> [FRAGMENTO PARA LEER]:

14 diciembre, 2012

33 años después Tumaco recorre las huellas de trágico tsunami, historias de valientes

Por EL PAIS

Cerca de 52 personas muertas dejó el devastador terremoto de 7,9 grados en la escala de ritcher que azotó a Tumaco el 12 de diciembre de 1979 y tras el sismo, un tsunami arrasó con la playa. Estas son las historias de los sobrevivientes.

Sobre una lancha Justo Walberto Ortiz observaba los restos de lo que había sido la playa de San Juan de la Costa. La imagen de los mutilados que reposaban en los manglares, como si se tratara de un arrume de ramas cortadas a mechaetazos, se convertirían en recuerdos que perduraron en sus sueños, incluso 33 años después de la tragedia:
Un terremoto de 7,9 grados en la escala de ritcher azotó a Tumaco el 12 de diciembre de 1979 y tras el sismo, un tsunami arrasó con la playa donde el hombre trabajaba como docente. La costa nariñense, decían algunos, había sido olvidada por los dioses.

El día en que San Juan de la Costa desapareció del mapa

Ese 12 de diciembre, Justo, de 24 años, tenía planeado levantarse a las 6:00 de la mañana, como era su costumbre, para ir a dictar clases al colegio San Juan Evangelista, donde trabajaba desde el 74.

[Entradas de un conjunto de anotaciones de puntos]
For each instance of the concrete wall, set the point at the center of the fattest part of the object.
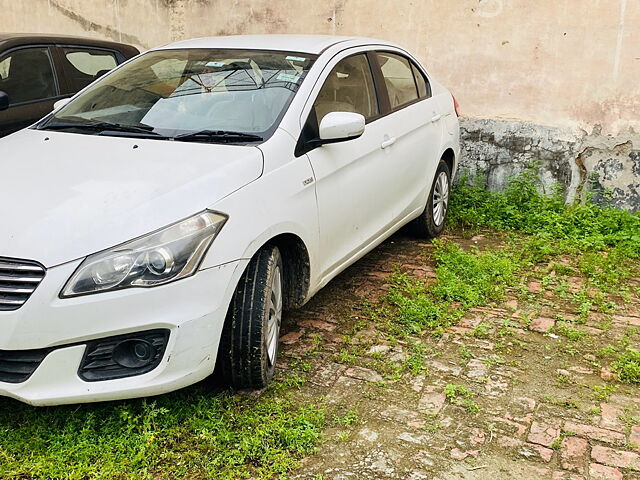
(537, 68)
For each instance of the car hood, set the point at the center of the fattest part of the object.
(64, 196)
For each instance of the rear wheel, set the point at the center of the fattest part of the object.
(250, 337)
(431, 222)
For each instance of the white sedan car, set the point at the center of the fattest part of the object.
(158, 224)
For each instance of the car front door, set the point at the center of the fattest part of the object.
(27, 76)
(413, 130)
(349, 175)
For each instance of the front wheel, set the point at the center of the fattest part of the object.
(431, 222)
(250, 337)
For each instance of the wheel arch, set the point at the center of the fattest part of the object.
(297, 268)
(296, 260)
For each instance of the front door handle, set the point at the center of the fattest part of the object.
(388, 143)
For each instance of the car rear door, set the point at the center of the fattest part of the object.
(413, 132)
(349, 175)
(28, 77)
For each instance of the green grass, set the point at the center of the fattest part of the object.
(190, 434)
(521, 207)
(627, 366)
(463, 280)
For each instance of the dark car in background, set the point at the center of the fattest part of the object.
(37, 70)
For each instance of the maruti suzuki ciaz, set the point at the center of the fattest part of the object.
(157, 225)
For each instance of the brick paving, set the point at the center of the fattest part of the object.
(538, 417)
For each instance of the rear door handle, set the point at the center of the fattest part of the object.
(388, 143)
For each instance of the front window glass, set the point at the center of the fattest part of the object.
(86, 65)
(348, 88)
(26, 75)
(399, 79)
(178, 93)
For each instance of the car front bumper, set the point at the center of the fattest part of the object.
(192, 309)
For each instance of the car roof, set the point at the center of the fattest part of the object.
(10, 40)
(314, 44)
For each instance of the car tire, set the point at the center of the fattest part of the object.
(431, 221)
(250, 337)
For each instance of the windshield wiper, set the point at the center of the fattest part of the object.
(101, 127)
(219, 136)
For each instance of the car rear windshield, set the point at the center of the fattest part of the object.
(177, 92)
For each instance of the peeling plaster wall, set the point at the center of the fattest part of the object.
(531, 76)
(604, 167)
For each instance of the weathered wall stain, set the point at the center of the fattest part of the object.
(91, 26)
(593, 165)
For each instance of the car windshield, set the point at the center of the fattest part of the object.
(190, 95)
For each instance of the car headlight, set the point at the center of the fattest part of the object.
(161, 257)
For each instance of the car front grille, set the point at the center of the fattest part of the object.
(18, 280)
(18, 365)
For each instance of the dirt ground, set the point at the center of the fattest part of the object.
(544, 406)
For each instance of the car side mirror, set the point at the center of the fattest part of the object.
(4, 100)
(341, 126)
(61, 103)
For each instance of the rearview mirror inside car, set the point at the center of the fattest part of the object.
(341, 126)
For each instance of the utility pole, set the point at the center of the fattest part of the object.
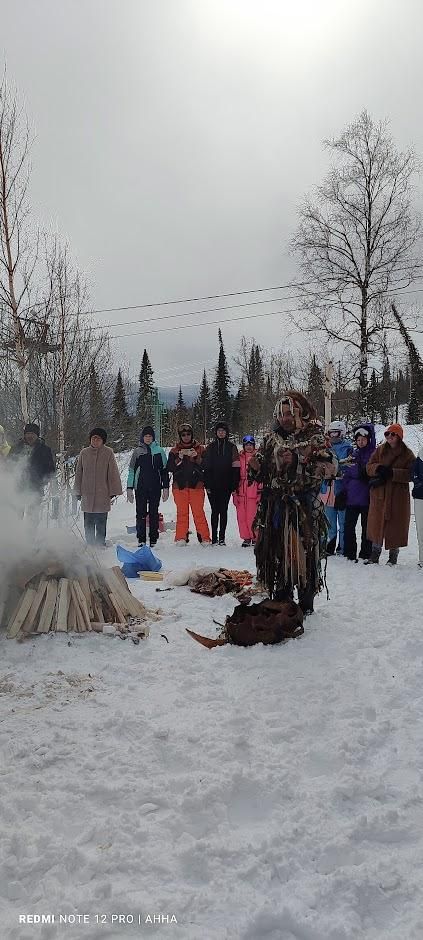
(328, 387)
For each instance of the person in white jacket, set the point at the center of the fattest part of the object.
(418, 501)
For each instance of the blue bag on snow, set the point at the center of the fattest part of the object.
(141, 560)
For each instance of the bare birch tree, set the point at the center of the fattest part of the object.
(359, 241)
(23, 321)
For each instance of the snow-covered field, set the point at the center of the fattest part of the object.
(274, 793)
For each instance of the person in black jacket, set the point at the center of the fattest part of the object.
(149, 477)
(222, 474)
(36, 465)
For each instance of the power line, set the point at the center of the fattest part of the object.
(194, 313)
(193, 326)
(189, 300)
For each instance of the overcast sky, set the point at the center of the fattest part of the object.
(175, 140)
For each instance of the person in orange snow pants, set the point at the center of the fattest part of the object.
(185, 465)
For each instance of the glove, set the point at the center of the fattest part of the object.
(385, 473)
(341, 501)
(75, 500)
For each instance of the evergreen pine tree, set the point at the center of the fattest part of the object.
(181, 408)
(202, 410)
(221, 394)
(315, 390)
(373, 396)
(97, 407)
(120, 417)
(146, 392)
(385, 392)
(413, 409)
(239, 409)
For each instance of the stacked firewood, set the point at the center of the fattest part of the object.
(51, 602)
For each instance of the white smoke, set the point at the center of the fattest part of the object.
(29, 546)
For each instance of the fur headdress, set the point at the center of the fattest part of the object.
(295, 399)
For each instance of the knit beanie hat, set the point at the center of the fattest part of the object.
(32, 429)
(338, 427)
(147, 430)
(99, 432)
(186, 427)
(222, 425)
(395, 429)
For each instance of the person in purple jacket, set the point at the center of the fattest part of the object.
(354, 492)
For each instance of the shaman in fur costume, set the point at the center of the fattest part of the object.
(291, 532)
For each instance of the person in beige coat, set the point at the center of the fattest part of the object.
(389, 470)
(97, 482)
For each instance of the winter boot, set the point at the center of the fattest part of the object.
(374, 557)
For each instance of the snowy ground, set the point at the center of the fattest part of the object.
(261, 794)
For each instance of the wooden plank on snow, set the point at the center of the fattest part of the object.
(71, 612)
(83, 606)
(63, 606)
(79, 618)
(21, 612)
(129, 604)
(48, 610)
(85, 588)
(33, 614)
(121, 577)
(118, 610)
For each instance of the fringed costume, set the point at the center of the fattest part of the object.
(290, 523)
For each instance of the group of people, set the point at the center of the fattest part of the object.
(372, 484)
(298, 497)
(217, 470)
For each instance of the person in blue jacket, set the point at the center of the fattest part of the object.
(342, 448)
(149, 478)
(354, 493)
(417, 495)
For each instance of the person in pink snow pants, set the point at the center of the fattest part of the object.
(247, 496)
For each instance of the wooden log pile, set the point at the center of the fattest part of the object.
(50, 602)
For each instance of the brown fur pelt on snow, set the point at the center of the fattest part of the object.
(268, 622)
(223, 581)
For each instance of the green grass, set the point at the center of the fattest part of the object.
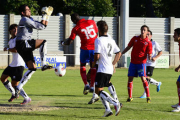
(63, 98)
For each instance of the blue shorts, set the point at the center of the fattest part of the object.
(137, 69)
(86, 56)
(178, 79)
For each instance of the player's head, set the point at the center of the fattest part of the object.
(176, 35)
(75, 18)
(99, 22)
(103, 28)
(24, 10)
(149, 34)
(13, 30)
(144, 30)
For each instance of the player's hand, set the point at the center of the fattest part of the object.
(62, 43)
(5, 49)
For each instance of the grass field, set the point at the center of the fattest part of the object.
(61, 98)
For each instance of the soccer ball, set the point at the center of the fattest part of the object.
(60, 71)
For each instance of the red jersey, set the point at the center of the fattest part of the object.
(87, 31)
(141, 47)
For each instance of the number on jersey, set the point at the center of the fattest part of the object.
(88, 32)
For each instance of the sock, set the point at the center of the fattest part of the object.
(25, 78)
(130, 87)
(9, 87)
(23, 94)
(108, 98)
(146, 88)
(93, 76)
(113, 92)
(106, 104)
(83, 74)
(43, 52)
(154, 82)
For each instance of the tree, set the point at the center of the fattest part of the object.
(11, 6)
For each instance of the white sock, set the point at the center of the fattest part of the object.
(106, 104)
(43, 52)
(23, 94)
(9, 87)
(113, 92)
(108, 98)
(25, 78)
(154, 82)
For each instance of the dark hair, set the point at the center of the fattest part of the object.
(103, 27)
(177, 30)
(22, 8)
(99, 22)
(13, 26)
(75, 17)
(150, 31)
(145, 26)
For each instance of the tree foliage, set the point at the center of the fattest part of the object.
(11, 6)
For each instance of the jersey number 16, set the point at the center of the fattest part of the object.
(88, 32)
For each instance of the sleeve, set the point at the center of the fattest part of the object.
(97, 46)
(149, 49)
(116, 48)
(34, 24)
(73, 34)
(131, 43)
(158, 48)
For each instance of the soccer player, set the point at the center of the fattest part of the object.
(87, 31)
(15, 69)
(141, 47)
(177, 39)
(104, 48)
(150, 64)
(25, 45)
(111, 87)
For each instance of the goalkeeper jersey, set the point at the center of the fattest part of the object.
(26, 26)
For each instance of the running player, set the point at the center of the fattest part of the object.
(15, 69)
(25, 45)
(177, 39)
(142, 47)
(150, 64)
(104, 48)
(87, 31)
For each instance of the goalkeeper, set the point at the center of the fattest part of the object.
(25, 44)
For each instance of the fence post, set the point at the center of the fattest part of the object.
(171, 49)
(11, 21)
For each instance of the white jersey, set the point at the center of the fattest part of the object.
(155, 49)
(17, 59)
(105, 46)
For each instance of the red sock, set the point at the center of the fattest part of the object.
(178, 93)
(93, 76)
(130, 87)
(146, 88)
(83, 74)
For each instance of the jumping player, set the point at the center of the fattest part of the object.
(15, 69)
(87, 31)
(142, 47)
(104, 48)
(177, 39)
(25, 45)
(111, 87)
(150, 64)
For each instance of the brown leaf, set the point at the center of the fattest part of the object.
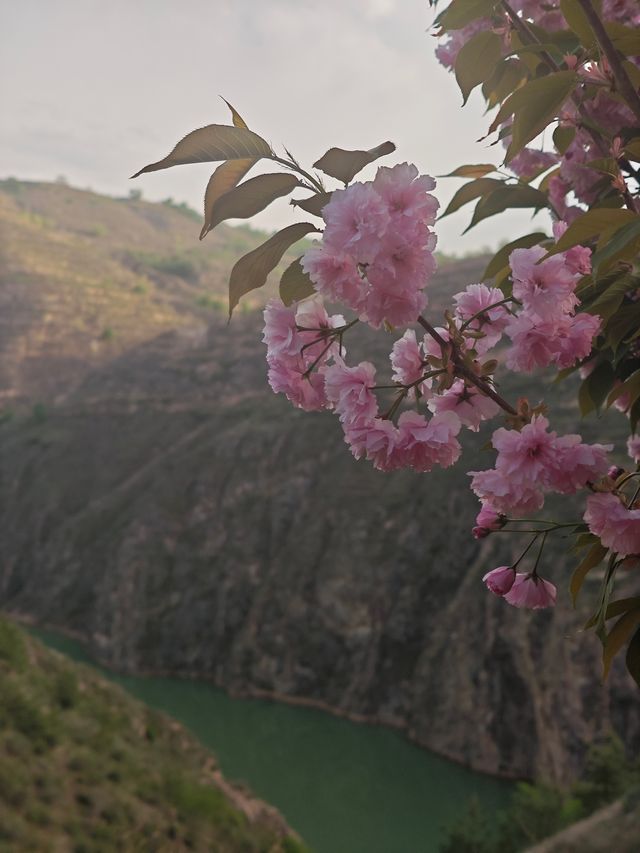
(295, 284)
(313, 204)
(251, 197)
(225, 177)
(210, 143)
(345, 165)
(251, 271)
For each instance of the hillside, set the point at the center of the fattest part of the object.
(85, 767)
(180, 518)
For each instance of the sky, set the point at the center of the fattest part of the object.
(94, 90)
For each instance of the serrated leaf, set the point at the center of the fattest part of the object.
(225, 177)
(251, 271)
(516, 196)
(595, 556)
(578, 22)
(589, 225)
(214, 142)
(632, 658)
(251, 197)
(625, 39)
(469, 192)
(236, 118)
(295, 284)
(621, 324)
(507, 77)
(621, 632)
(313, 204)
(563, 137)
(472, 170)
(345, 165)
(544, 98)
(459, 13)
(623, 244)
(476, 60)
(501, 257)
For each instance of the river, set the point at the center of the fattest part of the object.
(345, 787)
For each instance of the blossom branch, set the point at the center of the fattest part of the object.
(625, 86)
(462, 369)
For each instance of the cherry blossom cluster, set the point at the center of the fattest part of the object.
(547, 331)
(599, 120)
(377, 248)
(532, 462)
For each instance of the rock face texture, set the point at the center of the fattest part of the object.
(180, 518)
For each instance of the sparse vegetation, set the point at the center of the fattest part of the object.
(540, 810)
(85, 767)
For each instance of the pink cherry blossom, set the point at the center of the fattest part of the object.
(617, 526)
(531, 592)
(407, 361)
(477, 298)
(469, 404)
(356, 219)
(546, 287)
(499, 581)
(576, 464)
(507, 497)
(280, 329)
(349, 389)
(407, 194)
(427, 443)
(633, 448)
(335, 275)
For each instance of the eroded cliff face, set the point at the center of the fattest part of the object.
(180, 518)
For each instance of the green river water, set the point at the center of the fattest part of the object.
(345, 787)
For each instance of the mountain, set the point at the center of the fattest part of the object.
(163, 505)
(86, 767)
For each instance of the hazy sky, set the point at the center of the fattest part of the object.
(94, 90)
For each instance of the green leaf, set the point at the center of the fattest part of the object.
(563, 137)
(623, 244)
(251, 197)
(596, 555)
(543, 100)
(477, 170)
(469, 191)
(345, 165)
(543, 95)
(459, 13)
(214, 142)
(476, 60)
(630, 386)
(251, 271)
(621, 632)
(625, 39)
(509, 196)
(509, 74)
(295, 284)
(501, 257)
(225, 177)
(595, 387)
(313, 204)
(621, 324)
(632, 659)
(589, 225)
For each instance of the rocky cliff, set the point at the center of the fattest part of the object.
(171, 511)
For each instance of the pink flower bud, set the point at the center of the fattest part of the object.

> [CONSIGNAS DE TRABAJO]:
(a) Responde con la información de la crónica sobre el tsunami de Tumaco:
(i) ¿De cuántos grados fue el terremoto que azotó a Tumaco?
(ii) ¿A qué hora tenía planeado levantarse Justo el 12 de diciembre?
(iii) ¿En qué colegio daba clases Justo?
(b) Enumera todos los lugares que la crónica sobre el tsunami de Tumaco menciona con nombre propio, incluido el colegio.
(c) Cita de la crónica sobre el tsunami de Tumaco el pasaje que empieza en "Sobre una lancha" y termina en "desde el 74.".

> [SOLUCIONES POR TAREA]:
(a)
(i) De 7,9 grados en la escala de Richter.
(ii) A las 6:00 de la mañana.
(iii) En el colegio San Juan Evangelista.

(b) Tumaco; San Juan de la Costa; colegio San Juan Evangelista.

(c)
Sobre una lancha Justo Walberto Ortiz observaba los restos de lo que había sido la playa de San Juan de la Costa. La imagen de los mutilados que reposaban en los manglares, como si se tratara de un arrume de ramas cortadas a mechaetazos, se convertirían en recuerdos que perduraron en sus sueños, incluso 33 años después de la tragedia:
Un terremoto de 7,9 grados en la escala de ritcher azotó a Tumaco el 12 de diciembre de 1979 y tras el sismo, un tsunami arrasó con la playa donde el hombre trabajaba como docente. La costa nariñense, decían algunos, había sido olvidada por los dioses.

El día en que San Juan de la Costa desapareció del mapa

Ese 12 de diciembre, Justo, de 24 años, tenía planeado levantarse a las 6:00 de la mañana, como era su costumbre, para ir a dictar clases al colegio San Juan Evangelista, donde trabajaba desde el 74.